[Start INPUT MATERIAL]

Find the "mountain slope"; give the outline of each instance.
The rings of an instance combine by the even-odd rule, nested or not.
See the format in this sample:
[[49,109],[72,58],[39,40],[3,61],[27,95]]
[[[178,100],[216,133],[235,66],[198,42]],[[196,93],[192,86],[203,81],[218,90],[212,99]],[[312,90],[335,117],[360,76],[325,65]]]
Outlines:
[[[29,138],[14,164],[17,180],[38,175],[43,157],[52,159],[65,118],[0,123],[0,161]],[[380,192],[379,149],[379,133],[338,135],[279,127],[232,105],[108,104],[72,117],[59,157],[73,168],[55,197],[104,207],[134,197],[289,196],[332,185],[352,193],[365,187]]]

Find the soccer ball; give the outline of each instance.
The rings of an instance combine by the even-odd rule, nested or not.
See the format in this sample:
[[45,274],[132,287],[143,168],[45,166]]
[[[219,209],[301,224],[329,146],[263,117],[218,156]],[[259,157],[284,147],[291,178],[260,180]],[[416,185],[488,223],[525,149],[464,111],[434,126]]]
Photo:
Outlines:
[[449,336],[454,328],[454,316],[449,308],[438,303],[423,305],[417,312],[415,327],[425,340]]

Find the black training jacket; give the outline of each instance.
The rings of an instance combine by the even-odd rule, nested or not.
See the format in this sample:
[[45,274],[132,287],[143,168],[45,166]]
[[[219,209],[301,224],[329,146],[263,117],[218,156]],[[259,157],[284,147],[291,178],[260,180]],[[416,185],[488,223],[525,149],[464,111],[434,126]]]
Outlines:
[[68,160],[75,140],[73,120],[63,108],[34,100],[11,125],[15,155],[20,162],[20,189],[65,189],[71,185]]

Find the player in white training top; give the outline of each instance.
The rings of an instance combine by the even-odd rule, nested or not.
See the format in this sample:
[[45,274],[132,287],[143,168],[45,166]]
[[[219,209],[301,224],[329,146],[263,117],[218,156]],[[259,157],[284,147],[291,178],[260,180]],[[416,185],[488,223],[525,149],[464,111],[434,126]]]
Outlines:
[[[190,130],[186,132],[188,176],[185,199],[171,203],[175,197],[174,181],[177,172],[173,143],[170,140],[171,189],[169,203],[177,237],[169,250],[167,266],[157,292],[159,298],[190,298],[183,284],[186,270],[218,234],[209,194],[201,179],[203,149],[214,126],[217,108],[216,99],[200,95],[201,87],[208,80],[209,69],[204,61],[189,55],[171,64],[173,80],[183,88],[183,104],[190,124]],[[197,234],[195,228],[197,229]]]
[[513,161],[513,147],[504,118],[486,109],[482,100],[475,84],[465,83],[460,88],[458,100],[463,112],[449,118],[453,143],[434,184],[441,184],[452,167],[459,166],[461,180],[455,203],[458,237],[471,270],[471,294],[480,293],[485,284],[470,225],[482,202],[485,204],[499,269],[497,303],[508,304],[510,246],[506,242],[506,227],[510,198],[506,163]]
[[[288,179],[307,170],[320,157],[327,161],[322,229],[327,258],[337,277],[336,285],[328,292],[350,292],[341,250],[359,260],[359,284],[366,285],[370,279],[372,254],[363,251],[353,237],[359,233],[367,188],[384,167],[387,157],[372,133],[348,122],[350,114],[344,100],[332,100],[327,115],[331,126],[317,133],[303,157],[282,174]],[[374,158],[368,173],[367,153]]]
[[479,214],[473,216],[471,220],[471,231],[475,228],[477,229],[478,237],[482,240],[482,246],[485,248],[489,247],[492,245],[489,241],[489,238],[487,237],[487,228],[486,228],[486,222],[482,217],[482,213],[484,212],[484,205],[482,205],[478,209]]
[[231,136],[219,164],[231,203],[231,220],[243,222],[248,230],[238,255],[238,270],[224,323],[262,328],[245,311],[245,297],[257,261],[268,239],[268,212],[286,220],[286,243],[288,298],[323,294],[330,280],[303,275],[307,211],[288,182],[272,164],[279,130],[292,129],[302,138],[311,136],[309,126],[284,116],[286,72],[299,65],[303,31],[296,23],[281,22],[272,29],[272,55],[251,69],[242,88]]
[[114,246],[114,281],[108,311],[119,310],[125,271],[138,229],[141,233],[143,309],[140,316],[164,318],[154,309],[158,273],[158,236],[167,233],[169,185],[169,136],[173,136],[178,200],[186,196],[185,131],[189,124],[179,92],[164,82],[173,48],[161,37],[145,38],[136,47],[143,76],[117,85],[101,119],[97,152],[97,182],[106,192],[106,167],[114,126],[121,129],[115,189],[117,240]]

[End INPUT MATERIAL]

TASK DESCRIPTION. Print the entries exactly. Include every one.

THE RESPONSE.
Find the "mountain slope"; give the outline of each instance.
The rings of an instance combine by the even-odd rule, nested or not.
See the format in this sample:
[[49,109],[72,58],[39,40],[3,61],[27,95]]
[[[178,100],[216,133],[235,66],[198,42]],[[196,93],[192,86],[203,81],[218,90],[212,99]],[[312,90],[335,117],[360,76],[325,65]]]
Outlines:
[[[29,138],[14,164],[17,180],[38,175],[43,157],[52,159],[65,118],[0,123],[0,161]],[[380,192],[379,149],[379,133],[338,135],[279,127],[232,105],[108,104],[72,117],[59,157],[73,168],[55,197],[104,207],[134,197],[289,196],[332,185],[352,193],[365,187]]]

Find the soccer ball; give the outline of each instance.
The rings of an instance combine by the even-odd rule, nested or not.
See the format in this sample:
[[45,274],[132,287],[143,168],[45,166]]
[[[219,209],[301,224],[329,146],[263,117],[218,156]],[[259,157],[284,147],[291,178],[260,180]],[[416,185],[488,223],[525,149],[464,111],[434,126]]]
Photo:
Outlines:
[[449,336],[454,328],[454,316],[449,308],[438,303],[423,305],[417,312],[415,327],[425,340]]

Find the black training jacket; give the outline of each instance.
The rings of an instance combine by the even-odd rule, nested or not.
See the format in this sample:
[[45,274],[132,287],[143,168],[45,166]]
[[[219,209],[301,224],[329,146],[263,117],[218,156]],[[259,157],[284,147],[291,178],[260,180]],[[416,185],[488,223],[525,149],[464,111],[434,126]]]
Outlines:
[[68,160],[75,140],[73,120],[63,108],[34,100],[11,125],[15,155],[20,162],[20,189],[65,189],[71,185]]

Find the player in white training top; give the outline of each instance.
The rings of an instance combine by the even-odd rule, nested or not.
See the format in this sample:
[[45,274],[132,287],[143,168],[45,166]]
[[[219,209],[301,224],[329,146],[263,117],[218,156]],[[259,157],[284,147],[291,178],[260,180]],[[416,185],[488,223],[525,149],[464,111],[434,126]]]
Outlines:
[[[190,130],[186,132],[188,176],[185,199],[171,203],[175,197],[174,181],[177,172],[173,143],[170,140],[171,189],[169,203],[177,237],[169,250],[167,266],[157,292],[159,298],[190,298],[183,284],[186,270],[218,234],[209,194],[201,179],[203,149],[214,126],[217,108],[216,99],[200,95],[201,87],[208,80],[209,69],[204,61],[189,55],[171,64],[173,80],[183,88],[183,104],[190,124]],[[197,234],[195,228],[197,229]]]
[[513,161],[513,147],[504,118],[486,109],[482,100],[475,84],[465,83],[460,88],[458,100],[463,112],[449,118],[453,143],[434,184],[441,184],[452,167],[459,166],[461,180],[455,203],[458,237],[471,270],[471,294],[480,293],[485,284],[470,225],[482,202],[485,204],[499,269],[497,303],[508,304],[510,246],[506,242],[506,227],[510,198],[506,163]]
[[[288,179],[307,170],[320,157],[327,161],[322,229],[327,258],[337,277],[336,285],[328,292],[350,292],[341,250],[359,260],[359,284],[366,285],[370,279],[372,254],[363,251],[353,237],[359,233],[367,188],[384,167],[387,157],[372,133],[348,122],[350,114],[344,100],[332,100],[327,115],[331,126],[317,133],[303,157],[282,174]],[[374,158],[368,173],[367,153]]]
[[479,214],[473,216],[471,220],[471,231],[475,228],[477,229],[478,237],[482,240],[482,246],[485,248],[489,247],[492,245],[489,241],[489,238],[487,237],[487,228],[486,228],[486,222],[482,217],[482,213],[484,212],[484,205],[482,205],[478,209]]
[[231,136],[219,164],[231,203],[231,220],[243,222],[248,230],[238,255],[238,270],[224,323],[262,328],[245,311],[245,297],[257,261],[268,239],[268,212],[286,220],[286,243],[288,298],[323,294],[330,280],[303,275],[307,211],[288,182],[272,164],[279,130],[292,129],[302,138],[311,136],[309,126],[284,116],[286,72],[299,65],[303,31],[296,23],[281,22],[272,29],[272,55],[251,69],[242,88]]
[[114,246],[114,281],[108,311],[119,310],[125,271],[138,229],[141,233],[143,309],[140,316],[164,318],[154,309],[158,273],[158,236],[167,233],[169,185],[169,136],[173,136],[178,200],[186,196],[185,131],[189,124],[179,92],[164,82],[173,48],[161,37],[145,38],[136,47],[143,76],[117,85],[101,119],[97,152],[97,182],[106,192],[106,167],[114,126],[121,129],[115,189],[117,240]]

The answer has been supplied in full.